**Work to be completed:** Would you print the records as they stand, down to the last character?

**Stored data entries:**
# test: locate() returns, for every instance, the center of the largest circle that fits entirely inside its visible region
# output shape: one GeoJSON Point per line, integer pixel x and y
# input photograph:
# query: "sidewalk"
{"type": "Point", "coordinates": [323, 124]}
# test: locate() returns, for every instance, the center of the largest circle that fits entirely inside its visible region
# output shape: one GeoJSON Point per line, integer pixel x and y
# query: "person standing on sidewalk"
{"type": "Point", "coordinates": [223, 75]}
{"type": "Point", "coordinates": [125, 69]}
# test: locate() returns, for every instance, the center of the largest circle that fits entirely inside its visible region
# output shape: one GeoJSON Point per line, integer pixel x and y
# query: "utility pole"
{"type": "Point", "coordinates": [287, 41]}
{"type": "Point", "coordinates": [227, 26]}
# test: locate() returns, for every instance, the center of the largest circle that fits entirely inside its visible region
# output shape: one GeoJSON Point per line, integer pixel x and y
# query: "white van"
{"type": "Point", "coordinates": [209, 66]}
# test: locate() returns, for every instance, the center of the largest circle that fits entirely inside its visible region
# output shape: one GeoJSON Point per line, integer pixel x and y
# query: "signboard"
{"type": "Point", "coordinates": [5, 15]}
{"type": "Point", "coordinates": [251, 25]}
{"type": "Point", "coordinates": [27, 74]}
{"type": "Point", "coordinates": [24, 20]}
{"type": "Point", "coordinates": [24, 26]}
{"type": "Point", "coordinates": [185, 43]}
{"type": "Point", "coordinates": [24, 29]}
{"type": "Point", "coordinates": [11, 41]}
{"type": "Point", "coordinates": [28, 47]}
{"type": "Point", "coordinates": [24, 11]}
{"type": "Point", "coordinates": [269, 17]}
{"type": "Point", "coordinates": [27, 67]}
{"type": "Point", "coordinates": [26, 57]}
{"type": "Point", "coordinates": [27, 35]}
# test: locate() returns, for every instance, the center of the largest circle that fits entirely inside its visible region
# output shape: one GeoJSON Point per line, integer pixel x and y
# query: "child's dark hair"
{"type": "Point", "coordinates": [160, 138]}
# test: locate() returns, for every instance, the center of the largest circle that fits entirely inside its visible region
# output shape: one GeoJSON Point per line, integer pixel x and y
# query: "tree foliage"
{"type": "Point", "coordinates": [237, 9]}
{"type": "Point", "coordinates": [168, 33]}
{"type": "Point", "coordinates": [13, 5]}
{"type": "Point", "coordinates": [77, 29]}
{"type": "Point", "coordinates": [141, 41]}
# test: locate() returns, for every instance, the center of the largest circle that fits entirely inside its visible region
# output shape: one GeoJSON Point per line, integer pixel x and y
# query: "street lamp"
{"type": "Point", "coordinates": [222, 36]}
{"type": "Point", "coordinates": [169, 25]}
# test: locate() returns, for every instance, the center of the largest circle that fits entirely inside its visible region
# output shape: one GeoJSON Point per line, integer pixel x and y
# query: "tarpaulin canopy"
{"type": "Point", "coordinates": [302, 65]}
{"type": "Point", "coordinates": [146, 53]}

**Reply:**
# test: locate() returns, for every instance, the center of the largest circle that fits entirely inside its visible region
# output shape: one GeoJSON Point per line, integer pixel x and y
# input photograph:
# query: "sidewalk"
{"type": "Point", "coordinates": [323, 124]}
# test: locate() returns, for every instance, the center of the largest circle that fits entirely inside its visible region
# output shape: one GeoJSON Point per line, integer pixel x and y
# query: "person standing on sidewalk"
{"type": "Point", "coordinates": [223, 75]}
{"type": "Point", "coordinates": [125, 69]}
# test: locate() returns, for every instance, the center of the largest circle that fits entirely inside its visible region
# output shape: one GeoJSON Point per line, integer pixel x and y
# query: "utility pole"
{"type": "Point", "coordinates": [287, 41]}
{"type": "Point", "coordinates": [227, 26]}
# test: locate() returns, for every instance, the center of the largest circle that fits entirely inside its visible region
# output shape: one GeoJSON Point per line, integer pixel x and y
# query: "white van"
{"type": "Point", "coordinates": [209, 66]}
# test: locate() returns, for every instance, the center of the largest circle that fits entirely inside its visible region
# output shape: one GeoJSON Point per line, integer pixel x and y
# query: "signboard"
{"type": "Point", "coordinates": [5, 15]}
{"type": "Point", "coordinates": [251, 25]}
{"type": "Point", "coordinates": [27, 74]}
{"type": "Point", "coordinates": [24, 20]}
{"type": "Point", "coordinates": [24, 26]}
{"type": "Point", "coordinates": [185, 43]}
{"type": "Point", "coordinates": [24, 29]}
{"type": "Point", "coordinates": [11, 41]}
{"type": "Point", "coordinates": [28, 47]}
{"type": "Point", "coordinates": [24, 11]}
{"type": "Point", "coordinates": [269, 17]}
{"type": "Point", "coordinates": [27, 67]}
{"type": "Point", "coordinates": [26, 57]}
{"type": "Point", "coordinates": [27, 35]}
# test: locate() returns, for every instance, the center of the largest circle that fits entirely inside its visible region
# output shape: one GeoJSON Point per line, integer pixel x and y
# query: "child's dark hair"
{"type": "Point", "coordinates": [160, 138]}
# test: locate() returns, for every instance, the center of the largest circle that fits entirely inside its visible region
# output shape: one GeoJSON Point per line, integer pixel x and y
# query: "tree foliage"
{"type": "Point", "coordinates": [237, 9]}
{"type": "Point", "coordinates": [168, 33]}
{"type": "Point", "coordinates": [13, 5]}
{"type": "Point", "coordinates": [77, 29]}
{"type": "Point", "coordinates": [141, 41]}
# test: locate() returns, for every instance, the center of the largest circle that fits entirely inside its visible region
# output shape: one GeoJSON Point per line, integer pixel x and y
# query: "street lamp"
{"type": "Point", "coordinates": [222, 36]}
{"type": "Point", "coordinates": [169, 25]}
# test: locate() returns, for every instance, the center of the largest circle that fits entirely inside its visible region
# output shape: one GeoJSON Point per line, integer pixel x and y
# query: "tarpaulin canopy"
{"type": "Point", "coordinates": [302, 65]}
{"type": "Point", "coordinates": [146, 53]}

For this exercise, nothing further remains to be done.